Gather each line of the records where "sailor" appears.

* Dataset entries

━━━━━━━━━━

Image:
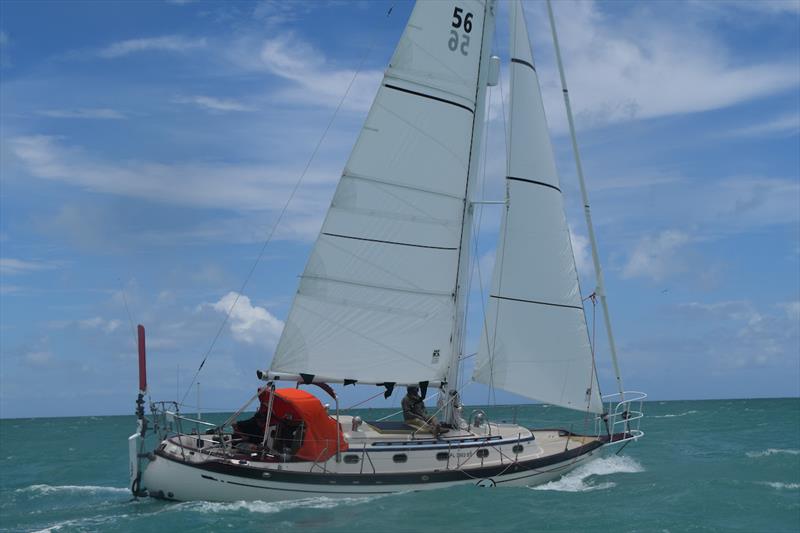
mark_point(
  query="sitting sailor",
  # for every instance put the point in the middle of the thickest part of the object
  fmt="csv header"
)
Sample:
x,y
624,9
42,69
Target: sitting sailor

━━━━━━━━━━

* Result of the exercise
  query="sitting sailor",
Target: sitting sailor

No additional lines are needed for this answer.